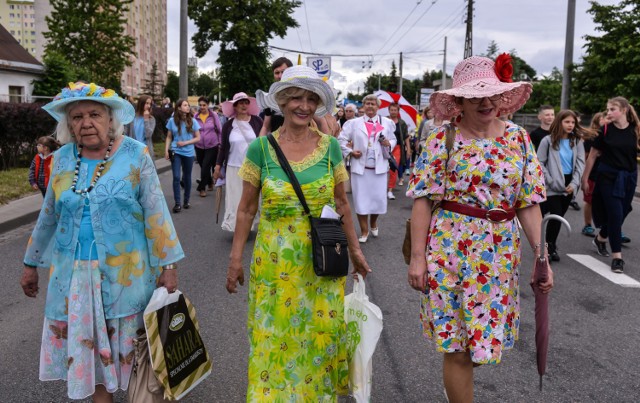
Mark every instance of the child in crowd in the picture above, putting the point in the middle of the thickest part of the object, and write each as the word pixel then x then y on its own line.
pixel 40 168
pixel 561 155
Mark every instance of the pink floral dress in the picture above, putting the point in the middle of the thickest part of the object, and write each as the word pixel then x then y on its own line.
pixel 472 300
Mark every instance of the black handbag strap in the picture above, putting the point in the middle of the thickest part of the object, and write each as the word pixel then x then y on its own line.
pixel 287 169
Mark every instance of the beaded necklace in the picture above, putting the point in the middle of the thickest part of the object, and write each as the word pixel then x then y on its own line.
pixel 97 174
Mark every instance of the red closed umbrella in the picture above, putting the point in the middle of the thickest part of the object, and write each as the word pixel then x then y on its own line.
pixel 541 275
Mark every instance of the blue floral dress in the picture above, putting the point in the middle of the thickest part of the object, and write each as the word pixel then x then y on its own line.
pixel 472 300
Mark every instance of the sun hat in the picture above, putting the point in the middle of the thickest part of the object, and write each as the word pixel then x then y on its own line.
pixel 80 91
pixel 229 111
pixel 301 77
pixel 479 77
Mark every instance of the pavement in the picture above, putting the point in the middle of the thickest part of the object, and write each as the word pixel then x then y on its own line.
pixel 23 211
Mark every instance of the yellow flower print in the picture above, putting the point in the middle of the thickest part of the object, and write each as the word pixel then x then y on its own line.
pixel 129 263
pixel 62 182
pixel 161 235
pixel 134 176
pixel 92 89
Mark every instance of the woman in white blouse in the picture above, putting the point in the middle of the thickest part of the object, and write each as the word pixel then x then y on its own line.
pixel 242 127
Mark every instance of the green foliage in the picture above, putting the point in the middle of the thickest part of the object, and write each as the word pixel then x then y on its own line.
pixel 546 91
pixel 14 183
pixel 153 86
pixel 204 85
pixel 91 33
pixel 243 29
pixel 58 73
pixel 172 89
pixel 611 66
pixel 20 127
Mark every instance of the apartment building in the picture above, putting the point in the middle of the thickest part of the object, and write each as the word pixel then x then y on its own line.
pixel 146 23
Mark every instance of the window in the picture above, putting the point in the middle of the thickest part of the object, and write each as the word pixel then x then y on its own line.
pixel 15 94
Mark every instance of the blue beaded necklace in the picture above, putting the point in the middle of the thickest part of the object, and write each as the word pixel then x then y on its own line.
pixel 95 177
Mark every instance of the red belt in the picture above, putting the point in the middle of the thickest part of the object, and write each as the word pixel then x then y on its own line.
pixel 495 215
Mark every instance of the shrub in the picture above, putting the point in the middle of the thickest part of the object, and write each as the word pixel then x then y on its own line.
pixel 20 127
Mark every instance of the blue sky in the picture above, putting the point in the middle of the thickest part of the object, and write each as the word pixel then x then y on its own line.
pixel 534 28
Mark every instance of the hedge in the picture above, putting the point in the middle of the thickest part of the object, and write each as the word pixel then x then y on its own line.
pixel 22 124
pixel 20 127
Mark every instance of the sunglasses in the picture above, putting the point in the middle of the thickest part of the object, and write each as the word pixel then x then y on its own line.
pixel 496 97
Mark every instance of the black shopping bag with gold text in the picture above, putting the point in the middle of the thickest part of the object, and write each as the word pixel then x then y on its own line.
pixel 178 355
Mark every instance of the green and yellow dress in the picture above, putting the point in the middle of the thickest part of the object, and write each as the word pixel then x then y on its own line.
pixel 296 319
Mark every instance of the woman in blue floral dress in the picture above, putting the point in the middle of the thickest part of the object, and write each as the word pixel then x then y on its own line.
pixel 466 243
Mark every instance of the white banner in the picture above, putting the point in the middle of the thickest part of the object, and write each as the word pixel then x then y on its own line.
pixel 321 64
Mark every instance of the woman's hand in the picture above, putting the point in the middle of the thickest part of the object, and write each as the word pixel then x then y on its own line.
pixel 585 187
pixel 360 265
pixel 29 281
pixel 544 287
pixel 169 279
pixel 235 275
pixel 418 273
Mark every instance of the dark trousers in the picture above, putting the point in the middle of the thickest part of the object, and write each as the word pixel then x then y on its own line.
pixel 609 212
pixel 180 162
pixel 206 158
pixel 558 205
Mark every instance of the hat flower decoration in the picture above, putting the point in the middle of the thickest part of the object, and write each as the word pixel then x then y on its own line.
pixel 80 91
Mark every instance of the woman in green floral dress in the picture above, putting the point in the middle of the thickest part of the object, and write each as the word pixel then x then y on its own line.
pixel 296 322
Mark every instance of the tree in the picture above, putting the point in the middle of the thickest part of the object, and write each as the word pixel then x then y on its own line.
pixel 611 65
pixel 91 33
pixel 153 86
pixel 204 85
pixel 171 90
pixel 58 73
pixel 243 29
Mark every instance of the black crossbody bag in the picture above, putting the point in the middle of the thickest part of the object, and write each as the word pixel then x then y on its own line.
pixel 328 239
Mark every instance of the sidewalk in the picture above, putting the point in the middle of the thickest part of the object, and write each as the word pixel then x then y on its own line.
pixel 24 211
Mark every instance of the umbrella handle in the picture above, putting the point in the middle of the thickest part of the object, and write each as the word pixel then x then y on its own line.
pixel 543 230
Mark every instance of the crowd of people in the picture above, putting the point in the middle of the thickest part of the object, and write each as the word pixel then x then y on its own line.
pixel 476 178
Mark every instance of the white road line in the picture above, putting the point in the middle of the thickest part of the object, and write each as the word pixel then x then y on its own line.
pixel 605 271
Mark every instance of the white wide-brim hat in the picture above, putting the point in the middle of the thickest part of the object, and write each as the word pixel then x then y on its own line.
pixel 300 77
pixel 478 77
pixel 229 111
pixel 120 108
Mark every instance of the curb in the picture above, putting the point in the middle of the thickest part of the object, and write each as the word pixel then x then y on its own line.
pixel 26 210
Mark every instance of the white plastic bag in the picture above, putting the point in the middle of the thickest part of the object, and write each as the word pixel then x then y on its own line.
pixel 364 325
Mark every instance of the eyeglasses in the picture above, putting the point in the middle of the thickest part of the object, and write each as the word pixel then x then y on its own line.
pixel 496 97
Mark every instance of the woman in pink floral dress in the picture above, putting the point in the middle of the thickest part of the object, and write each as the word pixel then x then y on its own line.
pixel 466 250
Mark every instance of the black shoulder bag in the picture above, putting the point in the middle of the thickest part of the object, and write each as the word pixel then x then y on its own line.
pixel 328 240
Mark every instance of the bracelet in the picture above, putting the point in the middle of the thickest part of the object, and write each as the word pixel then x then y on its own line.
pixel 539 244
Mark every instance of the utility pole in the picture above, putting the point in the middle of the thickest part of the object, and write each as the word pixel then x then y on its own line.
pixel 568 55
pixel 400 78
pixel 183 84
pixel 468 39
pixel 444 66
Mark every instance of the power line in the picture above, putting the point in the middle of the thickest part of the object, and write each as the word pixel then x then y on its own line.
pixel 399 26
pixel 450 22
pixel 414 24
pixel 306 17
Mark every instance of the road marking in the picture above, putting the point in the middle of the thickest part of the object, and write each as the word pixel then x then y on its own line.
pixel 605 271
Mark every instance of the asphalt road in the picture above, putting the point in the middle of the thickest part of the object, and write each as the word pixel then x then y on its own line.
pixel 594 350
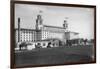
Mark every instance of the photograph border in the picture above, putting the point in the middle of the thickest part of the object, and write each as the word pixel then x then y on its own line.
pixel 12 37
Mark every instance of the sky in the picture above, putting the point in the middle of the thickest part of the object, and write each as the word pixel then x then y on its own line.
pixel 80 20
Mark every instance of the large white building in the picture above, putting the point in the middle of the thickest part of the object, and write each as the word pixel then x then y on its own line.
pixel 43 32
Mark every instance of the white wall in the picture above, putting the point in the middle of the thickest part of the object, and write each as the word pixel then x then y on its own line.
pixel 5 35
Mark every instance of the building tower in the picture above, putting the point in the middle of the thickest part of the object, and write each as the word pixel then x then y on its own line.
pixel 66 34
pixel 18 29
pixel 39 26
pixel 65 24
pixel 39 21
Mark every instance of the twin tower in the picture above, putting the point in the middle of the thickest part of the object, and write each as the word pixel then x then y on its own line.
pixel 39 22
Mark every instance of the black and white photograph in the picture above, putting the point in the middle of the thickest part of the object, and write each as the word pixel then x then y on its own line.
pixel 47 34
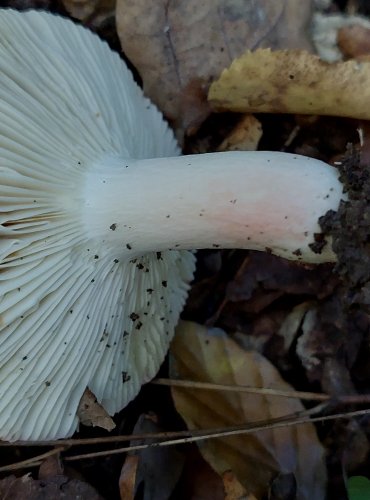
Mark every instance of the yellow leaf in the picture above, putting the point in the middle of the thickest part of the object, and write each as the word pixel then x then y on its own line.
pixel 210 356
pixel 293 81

## [What is required]
Nothing but the lines from the one containing "Mark every instance of the yellow leaf" to the end of the material should be printed, each exactly as written.

## [Reply to the task]
Mark every instance of the yellow leaf in the picture above, putting the point in the middle of the thickest part of the object, and write each as the word pixel then x then y on its own line.
pixel 210 356
pixel 293 81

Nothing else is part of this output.